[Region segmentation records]
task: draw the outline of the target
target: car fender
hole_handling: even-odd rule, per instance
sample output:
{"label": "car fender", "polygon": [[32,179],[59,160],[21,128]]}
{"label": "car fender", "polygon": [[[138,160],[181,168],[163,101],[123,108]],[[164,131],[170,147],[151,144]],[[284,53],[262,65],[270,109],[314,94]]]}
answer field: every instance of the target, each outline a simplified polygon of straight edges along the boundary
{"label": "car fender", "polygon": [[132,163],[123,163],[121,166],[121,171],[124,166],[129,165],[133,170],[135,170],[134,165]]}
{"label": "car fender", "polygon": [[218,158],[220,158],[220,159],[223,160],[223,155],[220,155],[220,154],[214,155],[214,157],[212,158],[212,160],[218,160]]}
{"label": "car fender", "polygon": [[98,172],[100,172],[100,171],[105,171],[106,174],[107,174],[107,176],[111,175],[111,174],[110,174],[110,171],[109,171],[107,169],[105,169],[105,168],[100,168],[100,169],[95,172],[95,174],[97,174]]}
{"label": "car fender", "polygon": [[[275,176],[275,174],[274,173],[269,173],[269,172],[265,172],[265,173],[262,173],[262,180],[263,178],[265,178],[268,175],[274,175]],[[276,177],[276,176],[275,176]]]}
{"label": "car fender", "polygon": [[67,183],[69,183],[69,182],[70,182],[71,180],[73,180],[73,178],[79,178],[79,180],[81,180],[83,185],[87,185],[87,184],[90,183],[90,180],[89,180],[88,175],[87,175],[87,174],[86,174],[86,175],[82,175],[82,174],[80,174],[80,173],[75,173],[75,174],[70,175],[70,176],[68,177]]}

__Given exercise__: Rewrite the records above with "even-odd rule" replaced by "nonzero winding rule", leaving everything else as it is.

__Expected answer__:
task: draw the outline of the target
target: car fender
hole_handling: nonzero winding rule, per instance
sample output:
{"label": "car fender", "polygon": [[32,179],[59,160],[21,128]]}
{"label": "car fender", "polygon": [[[138,160],[181,168],[163,101],[123,108]],[[164,131],[170,147],[151,144]],[[284,53],[262,65],[270,109],[314,94]]]}
answer field: every instance of the target, each outline a simplified polygon of straight edges along the boundary
{"label": "car fender", "polygon": [[132,163],[123,163],[121,166],[121,171],[124,166],[129,165],[133,170],[135,170],[134,165]]}
{"label": "car fender", "polygon": [[218,158],[220,158],[220,159],[223,160],[223,155],[220,155],[220,154],[214,155],[214,157],[212,158],[212,160],[218,160]]}
{"label": "car fender", "polygon": [[98,172],[100,172],[100,171],[105,171],[106,174],[107,174],[107,176],[111,175],[111,174],[110,174],[110,171],[109,171],[107,169],[105,169],[105,168],[100,168],[100,169],[95,172],[95,174],[97,174]]}
{"label": "car fender", "polygon": [[[275,176],[275,174],[274,173],[269,173],[269,172],[265,172],[265,173],[262,173],[262,180],[263,178],[265,178],[268,175],[274,175]],[[276,177],[276,176],[275,176]]]}
{"label": "car fender", "polygon": [[67,183],[69,183],[69,182],[70,182],[71,180],[73,180],[73,178],[79,178],[79,180],[81,180],[83,185],[87,185],[87,184],[90,183],[90,180],[89,180],[88,175],[87,175],[87,174],[86,174],[86,175],[82,175],[82,174],[80,174],[80,173],[75,173],[75,174],[70,175],[70,176],[68,177]]}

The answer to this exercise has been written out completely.